— SOURCE EXCERPT —
Out in Force: meet Hong Kong’s biggest Star Wars fans
Members of fan groups the 501st Legion and Rebel Legion spend thousands of dollars creating Star Wars costumes, and display a level of enthusiasm for the space opera that borders on religious fervour
Kito Leung Kin-sing’s father got him hooked on the original Star Wars trilogy when he was a boy. He continued to watch the movies obsessively at home after his parents divorced and his father left. After watching 2002’s Attack of the Clones and while still in high school, he began creating costumes, working on them late into the night while his family slept. A few months ago, Leung started working on a highly detailed, accurate clone trooper from the Star Wars prequels.
Most of his friends, not being Star Wars fans, don’t understand his fascination with the franchise. “Some friends say I’m strange because I’m the only person [they know] with this kind of interest, and they can’t see the point,” says Leung, who now works part-time while taking tertiary courses.
His family frown at the pursuit too: “My family members don’t really approve of what I do. Maybe they are a bit more conservative; they think that dressing up is something that a clown might do. But this is my interest and it makes me happy. I don’t play much basketball, for example, but my parents really want me to get into it. I’d rather spend time on my costumes than sports.”
Leung joined a group of super fans in Hong Kong called the 501st Legion, part of a global network of enthusiasts who dress up as Imperial Stormtroopers, Darth Vader and other characters from the evil Galactic Empire to promote their love of the franchise and volunteer at charity events (like visiting paediatric wards and appearing at fundraisers).

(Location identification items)
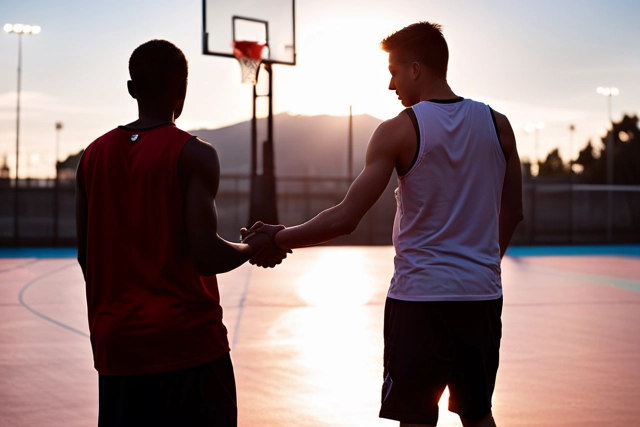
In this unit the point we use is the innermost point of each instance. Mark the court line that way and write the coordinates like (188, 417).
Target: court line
(37, 313)
(15, 267)
(236, 329)
(618, 282)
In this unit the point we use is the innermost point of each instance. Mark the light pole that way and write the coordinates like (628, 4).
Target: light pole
(535, 128)
(56, 196)
(609, 92)
(18, 29)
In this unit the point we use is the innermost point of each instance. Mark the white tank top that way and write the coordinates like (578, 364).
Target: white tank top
(445, 231)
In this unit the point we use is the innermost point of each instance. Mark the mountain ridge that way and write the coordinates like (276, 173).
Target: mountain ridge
(303, 145)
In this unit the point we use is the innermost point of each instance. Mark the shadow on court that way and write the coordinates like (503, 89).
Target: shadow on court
(307, 340)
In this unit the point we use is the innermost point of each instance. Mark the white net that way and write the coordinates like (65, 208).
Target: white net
(249, 68)
(249, 55)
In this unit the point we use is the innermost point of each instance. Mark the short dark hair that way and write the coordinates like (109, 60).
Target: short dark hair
(156, 67)
(422, 42)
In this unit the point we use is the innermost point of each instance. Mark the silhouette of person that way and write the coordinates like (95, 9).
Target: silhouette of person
(459, 200)
(149, 251)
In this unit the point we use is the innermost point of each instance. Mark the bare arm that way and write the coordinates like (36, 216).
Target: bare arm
(82, 208)
(199, 170)
(381, 157)
(511, 201)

— PROMPT A —
Please rewrite the paragraph of the article on Hong Kong's Star Wars fans that begins "Kito Leung Kin-sing's father got him hooked" as a shorter bulleted list that keeps its main facts.
— PROMPT B —
Go on with the article on Hong Kong's Star Wars fans, starting after its final paragraph.

— RESULT A —
- Leung's father introduced him to the original Star Wars trilogy when he was a boy.
- He kept watching the films obsessively at home after his parents divorced and his father left.
- After seeing 2002's Attack of the Clones, he began making costumes in high school, working late at night while his family slept.
- A few months ago, he started building a highly detailed, accurate clone trooper from the prequels.

— RESULT B —
Other Hong Kong fans have formed a group called the Rebel Legion, which dresses up as Jedi knights, rebel pilots and the forces of good.
The fan community around the world is so committed that some scholars compare their passion to a religion.
A few years ago, Disney (and previously Lucasfilm) began inviting the 501st’s Hong Kong garrison to its promotional events. This week’s release of the latest Star Wars epic, The Force Awakens, has meant a busier time than usual for the members. They appeared in a Star Wars parade in the summer, and more recently at Times Square where the mall has a large Lego model of an X-Wing on display.
Anyone can join 501st Legion if they agree with its charitable mission, accept that not all members of the local garrison (currently 36 people) can appear at each event (Stormtroopers are often in demand, unlike the lesser known Scout Troopers that fly speeder bikes in Return of the Jedi) and maintain a costume that meets official requirements.
That last condition isn’t easy to fulfil: Leung spent a month making sure his costume was up to scratch. Hong Kong garrison founder Man Kam-sang estimates a set of 501st Legion-worthy Stormtrooper armour will cost about HK$20,000.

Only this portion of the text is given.